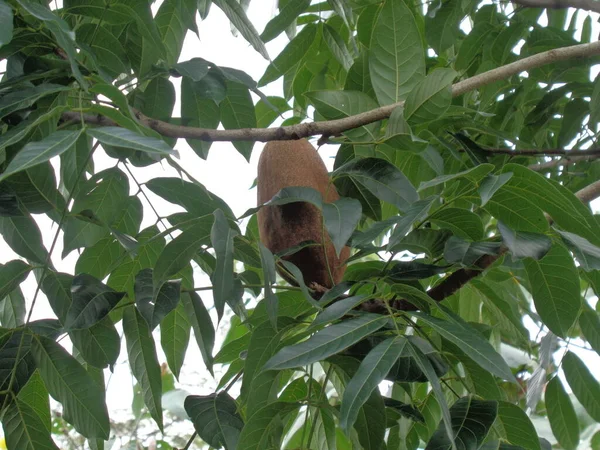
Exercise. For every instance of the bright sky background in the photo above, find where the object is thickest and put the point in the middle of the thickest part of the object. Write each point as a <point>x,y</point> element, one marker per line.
<point>226,173</point>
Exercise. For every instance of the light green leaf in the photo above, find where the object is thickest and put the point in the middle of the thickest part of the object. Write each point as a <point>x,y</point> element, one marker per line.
<point>237,16</point>
<point>23,428</point>
<point>326,342</point>
<point>584,385</point>
<point>472,343</point>
<point>341,219</point>
<point>216,419</point>
<point>555,289</point>
<point>143,361</point>
<point>122,137</point>
<point>397,53</point>
<point>371,372</point>
<point>69,383</point>
<point>40,151</point>
<point>561,415</point>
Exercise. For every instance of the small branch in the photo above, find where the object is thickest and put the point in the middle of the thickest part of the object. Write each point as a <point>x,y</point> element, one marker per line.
<point>548,152</point>
<point>588,5</point>
<point>458,279</point>
<point>336,127</point>
<point>547,165</point>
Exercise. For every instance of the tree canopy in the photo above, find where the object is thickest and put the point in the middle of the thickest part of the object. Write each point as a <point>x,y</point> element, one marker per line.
<point>467,158</point>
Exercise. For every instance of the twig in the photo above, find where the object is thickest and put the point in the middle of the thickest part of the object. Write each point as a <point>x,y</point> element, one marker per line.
<point>458,279</point>
<point>588,5</point>
<point>338,126</point>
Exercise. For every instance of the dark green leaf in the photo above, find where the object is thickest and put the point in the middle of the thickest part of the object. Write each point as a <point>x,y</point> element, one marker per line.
<point>204,331</point>
<point>369,375</point>
<point>326,342</point>
<point>472,420</point>
<point>92,301</point>
<point>555,289</point>
<point>38,152</point>
<point>561,415</point>
<point>221,237</point>
<point>68,382</point>
<point>216,419</point>
<point>397,53</point>
<point>383,179</point>
<point>143,361</point>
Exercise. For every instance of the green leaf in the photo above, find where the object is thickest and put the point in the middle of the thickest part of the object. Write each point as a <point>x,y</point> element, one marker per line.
<point>221,237</point>
<point>383,179</point>
<point>69,383</point>
<point>62,32</point>
<point>290,55</point>
<point>397,53</point>
<point>467,253</point>
<point>522,244</point>
<point>337,309</point>
<point>430,98</point>
<point>175,337</point>
<point>263,429</point>
<point>12,309</point>
<point>555,289</point>
<point>179,252</point>
<point>337,46</point>
<point>24,237</point>
<point>154,303</point>
<point>216,419</point>
<point>92,301</point>
<point>341,219</point>
<point>170,20</point>
<point>38,152</point>
<point>326,342</point>
<point>472,343</point>
<point>287,15</point>
<point>369,375</point>
<point>6,24</point>
<point>490,184</point>
<point>108,51</point>
<point>561,415</point>
<point>198,111</point>
<point>584,385</point>
<point>472,420</point>
<point>237,111</point>
<point>122,137</point>
<point>428,370</point>
<point>143,361</point>
<point>12,274</point>
<point>516,426</point>
<point>99,345</point>
<point>194,197</point>
<point>204,331</point>
<point>24,429</point>
<point>474,175</point>
<point>195,69</point>
<point>461,222</point>
<point>237,16</point>
<point>590,327</point>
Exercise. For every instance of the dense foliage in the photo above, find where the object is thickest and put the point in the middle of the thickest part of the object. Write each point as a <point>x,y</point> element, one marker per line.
<point>468,242</point>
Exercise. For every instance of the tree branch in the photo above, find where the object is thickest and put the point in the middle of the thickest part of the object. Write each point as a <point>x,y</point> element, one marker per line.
<point>458,279</point>
<point>336,127</point>
<point>548,151</point>
<point>588,5</point>
<point>568,160</point>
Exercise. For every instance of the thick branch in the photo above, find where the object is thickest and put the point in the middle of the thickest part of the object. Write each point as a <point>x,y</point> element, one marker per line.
<point>336,127</point>
<point>588,5</point>
<point>458,279</point>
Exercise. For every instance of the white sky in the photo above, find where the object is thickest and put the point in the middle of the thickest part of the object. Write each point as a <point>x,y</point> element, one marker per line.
<point>226,173</point>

◆ **WHAT THE EXERCISE ASKS**
Update all of the records above by changing "photo" to "image" wherever it appears, with nothing else altered. Leave the pictures out of the answer.

◆ **THE OUTPUT**
Exercise. For every instance of the bright sky background in the image above, find where the object is thickest and put the point in the middle of the thickest part of the object. Write each point as a <point>x,y</point> element, one marker per line.
<point>226,173</point>
Exercise. For every instance of the light green leaf in the image above, find where the object is thickest and put the point in the middle of the thickest part of the object. Write each point as a <point>x,y</point> element, one marker per line.
<point>237,16</point>
<point>23,428</point>
<point>326,342</point>
<point>584,385</point>
<point>472,343</point>
<point>341,219</point>
<point>216,419</point>
<point>555,289</point>
<point>143,361</point>
<point>122,137</point>
<point>397,53</point>
<point>371,372</point>
<point>69,383</point>
<point>40,151</point>
<point>561,415</point>
Exercise. For every instance of the small branch in the image above, find where the object is thickest and put the point in the middle of the thickest part of the object. Write each point as a <point>x,y</point> element, one marker per line.
<point>548,152</point>
<point>588,5</point>
<point>458,279</point>
<point>336,127</point>
<point>547,165</point>
Exercise. For every instance of the tree canopy in the image above, find where the object is thickest and put the point in the middle of the thickest part of the object. Write each point as a <point>x,y</point> element, one marker per line.
<point>467,158</point>
Exercise. For every instance of the twig in the image above, find where the object is thickest and put the point in the middle of the thickest part of the object. Write each point as a <point>x,y</point> element, one marker per line.
<point>458,279</point>
<point>588,5</point>
<point>338,126</point>
Exercise. For every instance of the dark green leaf in the image above, find where the object is thickest and put the point in the middle of the thickest part of the object. Write each point as a <point>x,y</point> element, one marker per line.
<point>204,331</point>
<point>369,375</point>
<point>326,342</point>
<point>472,420</point>
<point>92,301</point>
<point>555,289</point>
<point>38,152</point>
<point>561,415</point>
<point>221,237</point>
<point>68,382</point>
<point>216,419</point>
<point>397,53</point>
<point>383,179</point>
<point>143,361</point>
Exercise. For every instance of the green leaf in the image above, find where the object is thickest and put the point in the middle of the thickest part of the object. Write each point as a <point>x,y</point> element, one marker per line.
<point>221,237</point>
<point>383,179</point>
<point>69,383</point>
<point>62,32</point>
<point>290,55</point>
<point>397,53</point>
<point>467,253</point>
<point>522,244</point>
<point>337,309</point>
<point>430,98</point>
<point>175,337</point>
<point>263,429</point>
<point>12,309</point>
<point>555,289</point>
<point>179,252</point>
<point>337,46</point>
<point>24,237</point>
<point>154,303</point>
<point>216,419</point>
<point>92,301</point>
<point>341,219</point>
<point>170,20</point>
<point>38,152</point>
<point>326,342</point>
<point>472,343</point>
<point>287,15</point>
<point>369,375</point>
<point>6,24</point>
<point>490,184</point>
<point>108,51</point>
<point>561,415</point>
<point>198,111</point>
<point>584,385</point>
<point>472,420</point>
<point>237,111</point>
<point>122,137</point>
<point>428,370</point>
<point>143,361</point>
<point>12,274</point>
<point>516,426</point>
<point>99,345</point>
<point>194,197</point>
<point>204,331</point>
<point>24,429</point>
<point>474,175</point>
<point>195,69</point>
<point>461,222</point>
<point>237,16</point>
<point>590,327</point>
Exercise. For every instance of the dense foliage in the image above, find where the object is thickest and put the point in the middle of the thickest part of the object. Write each point as a <point>x,y</point> element, one marker per line.
<point>468,242</point>
Exercise. For every instance of the tree branch in the image above, find where the object is thickest and put the point in the middle of the thickest part of the object. Write each point as a <point>x,y</point> element, one marker per line.
<point>458,279</point>
<point>336,127</point>
<point>548,151</point>
<point>588,5</point>
<point>568,160</point>
Exercise. For every instance of the thick branch in the image above, find where the object is thickest and put the point in the middle of the thickest part of the object. Write each point as a <point>x,y</point> element, one marker per line.
<point>336,127</point>
<point>588,5</point>
<point>458,279</point>
Exercise. For every instance of the white sky in the image above, find where the object is thickest and put the point in the middle of the thickest part of the object. Write each point as a <point>x,y</point> element, one marker per line.
<point>226,173</point>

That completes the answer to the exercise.